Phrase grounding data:
%%

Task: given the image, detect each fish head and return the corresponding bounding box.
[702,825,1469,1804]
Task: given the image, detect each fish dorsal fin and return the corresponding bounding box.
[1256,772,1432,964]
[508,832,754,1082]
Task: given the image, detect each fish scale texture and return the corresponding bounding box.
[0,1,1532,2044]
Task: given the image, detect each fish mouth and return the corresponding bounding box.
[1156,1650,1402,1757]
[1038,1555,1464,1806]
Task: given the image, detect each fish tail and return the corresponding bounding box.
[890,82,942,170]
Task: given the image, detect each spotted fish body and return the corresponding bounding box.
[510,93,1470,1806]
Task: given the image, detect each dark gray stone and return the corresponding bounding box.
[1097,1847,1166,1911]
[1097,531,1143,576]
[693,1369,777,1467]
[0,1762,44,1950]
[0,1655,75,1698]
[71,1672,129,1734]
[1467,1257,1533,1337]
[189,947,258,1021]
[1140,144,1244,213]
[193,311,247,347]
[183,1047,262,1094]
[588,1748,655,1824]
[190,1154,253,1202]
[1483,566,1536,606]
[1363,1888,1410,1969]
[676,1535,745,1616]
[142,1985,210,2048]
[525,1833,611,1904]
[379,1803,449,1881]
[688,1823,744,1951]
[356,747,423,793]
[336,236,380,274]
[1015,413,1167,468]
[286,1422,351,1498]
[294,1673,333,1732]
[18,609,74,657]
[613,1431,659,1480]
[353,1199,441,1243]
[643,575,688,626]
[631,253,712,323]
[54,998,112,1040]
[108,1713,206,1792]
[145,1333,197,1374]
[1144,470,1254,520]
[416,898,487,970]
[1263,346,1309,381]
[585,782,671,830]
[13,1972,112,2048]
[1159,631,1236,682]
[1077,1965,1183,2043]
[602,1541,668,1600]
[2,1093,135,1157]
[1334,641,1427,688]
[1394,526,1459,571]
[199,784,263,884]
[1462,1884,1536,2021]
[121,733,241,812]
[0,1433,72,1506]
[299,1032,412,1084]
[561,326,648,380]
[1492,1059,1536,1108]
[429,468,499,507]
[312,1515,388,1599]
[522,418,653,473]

%%

What the exercise asks:
Copy the records above exactly as they appear.

Output of the task:
Task: given the image, detect each fish head and return the corresponding bounding box.
[702,825,1469,1804]
Task: given the image, detect each fish dorsal fin and return the corresponding bounding box.
[1256,772,1432,964]
[508,832,754,1082]
Task: given the image, detect each fish scale texture and return the corresponding bounding box.
[0,1,1532,2044]
Task: given the image, detect each fish mouth and return the corresponding bounding box.
[1156,1650,1402,1757]
[1038,1555,1464,1806]
Task: given the image, detect each fish tail and return the corresponding bounding box.
[890,82,942,170]
Task: given the image, detect each spotted fish body and return the corresponding bounding box.
[510,93,1470,1806]
Task: given the image, detect each dark gray stone and return the corresponding bounding box.
[1097,1847,1166,1911]
[1097,531,1143,576]
[693,1369,777,1467]
[0,1762,44,1950]
[0,1655,75,1698]
[71,1672,129,1734]
[1467,1257,1533,1337]
[189,947,258,1021]
[1140,144,1244,213]
[193,311,247,347]
[183,1047,262,1094]
[588,1748,655,1824]
[190,1154,253,1202]
[1483,566,1536,606]
[1363,1888,1410,1969]
[676,1535,745,1616]
[142,1985,210,2048]
[525,1833,611,1904]
[379,1803,449,1881]
[688,1823,744,1951]
[356,747,423,793]
[336,236,380,274]
[1015,413,1167,468]
[286,1422,351,1498]
[294,1673,333,1732]
[18,609,74,657]
[613,1431,659,1480]
[353,1199,441,1243]
[643,575,688,626]
[631,253,712,323]
[54,998,112,1040]
[108,1713,206,1792]
[145,1333,197,1374]
[1144,470,1254,520]
[416,898,487,970]
[1263,346,1309,381]
[585,782,671,830]
[13,1972,112,2048]
[1159,631,1236,682]
[1077,1965,1183,2043]
[602,1541,668,1600]
[2,1093,135,1157]
[1334,641,1427,688]
[1394,526,1459,571]
[199,784,263,884]
[1462,1884,1536,2021]
[121,733,241,812]
[0,1433,72,1506]
[299,1032,412,1084]
[561,326,648,380]
[1492,1059,1536,1108]
[429,468,499,507]
[312,1515,388,1599]
[522,418,653,473]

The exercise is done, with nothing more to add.